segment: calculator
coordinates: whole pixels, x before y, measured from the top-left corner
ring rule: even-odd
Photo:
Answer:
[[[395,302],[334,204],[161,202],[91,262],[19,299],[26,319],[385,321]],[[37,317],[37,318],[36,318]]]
──────
WHAT IS NEEDED: The entire listing above should be returned exactly as written.

ANSWER FOR THIS EXERCISE:
segment: calculator
coordinates: whole pixels, x before y, measured from the top-left corner
ring rule: even-odd
Photo:
Answer:
[[[395,302],[334,204],[161,202],[91,262],[19,299],[26,319],[385,321]],[[37,317],[37,318],[36,318]]]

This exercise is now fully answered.